- _AIM OF THE TASK_:
A faithful copy of all the data is required; pictures should not be included.

- _DATA FOR THE TASK_:
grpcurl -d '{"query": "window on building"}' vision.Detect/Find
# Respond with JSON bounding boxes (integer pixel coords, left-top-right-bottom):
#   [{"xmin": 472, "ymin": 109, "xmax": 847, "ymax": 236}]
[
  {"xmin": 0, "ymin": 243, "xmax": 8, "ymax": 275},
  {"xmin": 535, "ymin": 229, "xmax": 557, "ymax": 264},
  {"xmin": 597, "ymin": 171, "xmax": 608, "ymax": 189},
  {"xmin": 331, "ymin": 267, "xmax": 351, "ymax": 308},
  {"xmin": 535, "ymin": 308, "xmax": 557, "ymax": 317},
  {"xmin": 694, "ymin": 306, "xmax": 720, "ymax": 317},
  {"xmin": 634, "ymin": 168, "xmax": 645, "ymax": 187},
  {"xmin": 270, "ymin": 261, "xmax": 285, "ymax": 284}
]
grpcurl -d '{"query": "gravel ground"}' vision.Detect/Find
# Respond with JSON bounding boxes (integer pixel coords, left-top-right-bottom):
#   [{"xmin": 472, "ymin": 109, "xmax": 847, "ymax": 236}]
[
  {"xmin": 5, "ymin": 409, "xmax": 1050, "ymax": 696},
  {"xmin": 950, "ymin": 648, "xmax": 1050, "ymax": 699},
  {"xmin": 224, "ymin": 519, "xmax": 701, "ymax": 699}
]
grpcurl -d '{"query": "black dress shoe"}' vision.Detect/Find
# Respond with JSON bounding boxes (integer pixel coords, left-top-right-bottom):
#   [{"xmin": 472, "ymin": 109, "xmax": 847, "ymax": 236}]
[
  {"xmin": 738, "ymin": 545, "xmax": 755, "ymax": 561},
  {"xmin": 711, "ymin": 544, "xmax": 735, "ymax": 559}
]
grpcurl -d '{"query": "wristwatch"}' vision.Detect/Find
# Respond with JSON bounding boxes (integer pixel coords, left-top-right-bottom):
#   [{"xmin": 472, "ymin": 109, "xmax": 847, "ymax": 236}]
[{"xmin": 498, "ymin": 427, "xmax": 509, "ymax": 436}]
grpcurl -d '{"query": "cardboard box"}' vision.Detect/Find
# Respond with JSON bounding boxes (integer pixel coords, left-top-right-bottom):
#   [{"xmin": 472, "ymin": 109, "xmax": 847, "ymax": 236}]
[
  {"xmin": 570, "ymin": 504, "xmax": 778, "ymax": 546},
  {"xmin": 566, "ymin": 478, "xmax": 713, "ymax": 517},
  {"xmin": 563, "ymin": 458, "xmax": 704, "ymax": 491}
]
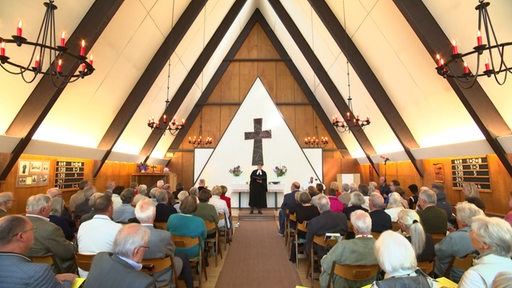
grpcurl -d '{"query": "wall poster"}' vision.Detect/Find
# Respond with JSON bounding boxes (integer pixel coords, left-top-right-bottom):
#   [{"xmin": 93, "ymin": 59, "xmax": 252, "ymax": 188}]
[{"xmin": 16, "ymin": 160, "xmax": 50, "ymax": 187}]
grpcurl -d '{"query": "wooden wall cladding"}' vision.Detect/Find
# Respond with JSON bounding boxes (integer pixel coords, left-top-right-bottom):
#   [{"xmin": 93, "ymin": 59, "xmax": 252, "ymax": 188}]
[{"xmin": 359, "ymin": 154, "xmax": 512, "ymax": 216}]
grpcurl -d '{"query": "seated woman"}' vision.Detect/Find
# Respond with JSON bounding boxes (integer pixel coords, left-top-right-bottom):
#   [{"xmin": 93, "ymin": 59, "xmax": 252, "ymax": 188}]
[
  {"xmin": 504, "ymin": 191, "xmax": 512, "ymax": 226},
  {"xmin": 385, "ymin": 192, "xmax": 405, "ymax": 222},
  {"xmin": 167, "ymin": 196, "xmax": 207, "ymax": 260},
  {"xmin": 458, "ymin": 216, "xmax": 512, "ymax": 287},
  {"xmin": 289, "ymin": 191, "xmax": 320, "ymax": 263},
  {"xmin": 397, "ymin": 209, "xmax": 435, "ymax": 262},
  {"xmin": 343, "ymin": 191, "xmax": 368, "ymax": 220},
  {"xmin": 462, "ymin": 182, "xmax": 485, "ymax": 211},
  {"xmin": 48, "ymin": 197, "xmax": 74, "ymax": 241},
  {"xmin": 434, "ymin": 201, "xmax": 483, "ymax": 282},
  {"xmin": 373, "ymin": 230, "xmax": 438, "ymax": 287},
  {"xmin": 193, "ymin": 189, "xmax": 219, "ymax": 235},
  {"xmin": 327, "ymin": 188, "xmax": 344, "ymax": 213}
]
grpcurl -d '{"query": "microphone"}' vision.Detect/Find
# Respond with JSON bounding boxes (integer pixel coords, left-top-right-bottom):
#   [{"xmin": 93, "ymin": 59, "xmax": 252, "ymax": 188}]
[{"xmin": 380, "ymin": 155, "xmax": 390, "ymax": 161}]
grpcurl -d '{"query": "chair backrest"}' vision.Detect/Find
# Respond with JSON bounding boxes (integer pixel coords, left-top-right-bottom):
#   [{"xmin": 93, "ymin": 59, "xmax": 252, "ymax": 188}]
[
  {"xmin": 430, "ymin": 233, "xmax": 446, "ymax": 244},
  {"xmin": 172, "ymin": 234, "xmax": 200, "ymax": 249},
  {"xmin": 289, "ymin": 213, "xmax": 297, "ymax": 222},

- _EXPECTED OUTPUT_:
grpcurl -d '{"query": "window on building"}' vision.Detect/Find
# Respond with JSON bounding boxes (integer pixel coords, left-top-right-bottom):
#   [{"xmin": 472, "ymin": 109, "xmax": 847, "ymax": 236}]
[
  {"xmin": 0, "ymin": 243, "xmax": 8, "ymax": 275},
  {"xmin": 535, "ymin": 229, "xmax": 557, "ymax": 264},
  {"xmin": 597, "ymin": 171, "xmax": 608, "ymax": 189},
  {"xmin": 331, "ymin": 267, "xmax": 351, "ymax": 308},
  {"xmin": 535, "ymin": 308, "xmax": 557, "ymax": 317},
  {"xmin": 694, "ymin": 306, "xmax": 720, "ymax": 317},
  {"xmin": 634, "ymin": 168, "xmax": 645, "ymax": 187},
  {"xmin": 270, "ymin": 261, "xmax": 285, "ymax": 284}
]
grpcurl -d '{"query": "gravel ground"}' vision.Detect/Find
# Respond with JSON bounding boxes (integer pixel coords, left-top-right-bottom):
#   [{"xmin": 472, "ymin": 109, "xmax": 847, "ymax": 236}]
[
  {"xmin": 5, "ymin": 409, "xmax": 1050, "ymax": 696},
  {"xmin": 950, "ymin": 648, "xmax": 1050, "ymax": 699},
  {"xmin": 224, "ymin": 519, "xmax": 701, "ymax": 699}
]
grpcurl -d '{"query": "black dress shoe"}' vision.Detect/Find
# Respond with JSON bounding boxes (integer pixel coords, left-top-right-bottom):
#   [{"xmin": 472, "ymin": 109, "xmax": 847, "ymax": 236}]
[
  {"xmin": 738, "ymin": 545, "xmax": 755, "ymax": 561},
  {"xmin": 711, "ymin": 544, "xmax": 735, "ymax": 559}
]
grpcurl -d '{"query": "wristwatch"}' vision.Detect/Find
# Respond with JSON bounding boxes (integer pixel coords, left-top-right-bottom):
#   [{"xmin": 472, "ymin": 109, "xmax": 847, "ymax": 236}]
[{"xmin": 498, "ymin": 427, "xmax": 509, "ymax": 436}]
grpcurl -d '{"query": "cardboard box"}' vision.Detect/Find
# Respond with JSON bounding boxes (integer pixel coords, left-top-right-bottom):
#   [{"xmin": 472, "ymin": 109, "xmax": 847, "ymax": 236}]
[
  {"xmin": 570, "ymin": 504, "xmax": 778, "ymax": 546},
  {"xmin": 566, "ymin": 478, "xmax": 713, "ymax": 517},
  {"xmin": 563, "ymin": 458, "xmax": 704, "ymax": 491}
]
grpcurl -d '{"query": "wall poster"}' vision.Detect/Find
# Respond with JSON bounding boxes (integer pixel coords, left-top-right-bottom):
#   [{"xmin": 93, "ymin": 59, "xmax": 252, "ymax": 188}]
[{"xmin": 16, "ymin": 160, "xmax": 50, "ymax": 187}]
grpcurl -d '{"query": "wooden wall cladding"}' vision.Detect/Find
# Respond with JSON bounding boxes (integer pixel coords, left-top-right-bottom):
#   [{"xmin": 93, "ymin": 59, "xmax": 252, "ymax": 188}]
[{"xmin": 359, "ymin": 154, "xmax": 512, "ymax": 216}]
grpcurl -d '{"query": "seated woman"}' vision.Detect/Find
# Respond with JSON bounding boxes (integer pixel coords, left-top-right-bottom):
#   [{"xmin": 93, "ymin": 59, "xmax": 252, "ymax": 188}]
[
  {"xmin": 504, "ymin": 191, "xmax": 512, "ymax": 226},
  {"xmin": 385, "ymin": 192, "xmax": 405, "ymax": 222},
  {"xmin": 167, "ymin": 196, "xmax": 207, "ymax": 260},
  {"xmin": 458, "ymin": 216, "xmax": 512, "ymax": 287},
  {"xmin": 289, "ymin": 191, "xmax": 320, "ymax": 263},
  {"xmin": 397, "ymin": 209, "xmax": 435, "ymax": 262},
  {"xmin": 343, "ymin": 191, "xmax": 368, "ymax": 220},
  {"xmin": 462, "ymin": 182, "xmax": 485, "ymax": 211},
  {"xmin": 48, "ymin": 197, "xmax": 74, "ymax": 241},
  {"xmin": 434, "ymin": 201, "xmax": 483, "ymax": 282},
  {"xmin": 373, "ymin": 230, "xmax": 438, "ymax": 287},
  {"xmin": 193, "ymin": 189, "xmax": 219, "ymax": 235},
  {"xmin": 327, "ymin": 188, "xmax": 344, "ymax": 213}
]
grpcurl -d '{"query": "microphone"}' vision.Detect/Find
# Respond with JSON bounding boxes (integer pixel coords, left-top-right-bottom):
#   [{"xmin": 93, "ymin": 59, "xmax": 252, "ymax": 188}]
[{"xmin": 380, "ymin": 155, "xmax": 390, "ymax": 161}]
grpcurl -d '{"query": "chair backrest"}' vision.Detect/Find
# Respond with JSON bounding boxes (integer pixel coords, left-top-right-bottom):
#   [{"xmin": 93, "ymin": 59, "xmax": 252, "ymax": 188}]
[
  {"xmin": 430, "ymin": 233, "xmax": 446, "ymax": 244},
  {"xmin": 172, "ymin": 234, "xmax": 200, "ymax": 249},
  {"xmin": 289, "ymin": 213, "xmax": 297, "ymax": 222},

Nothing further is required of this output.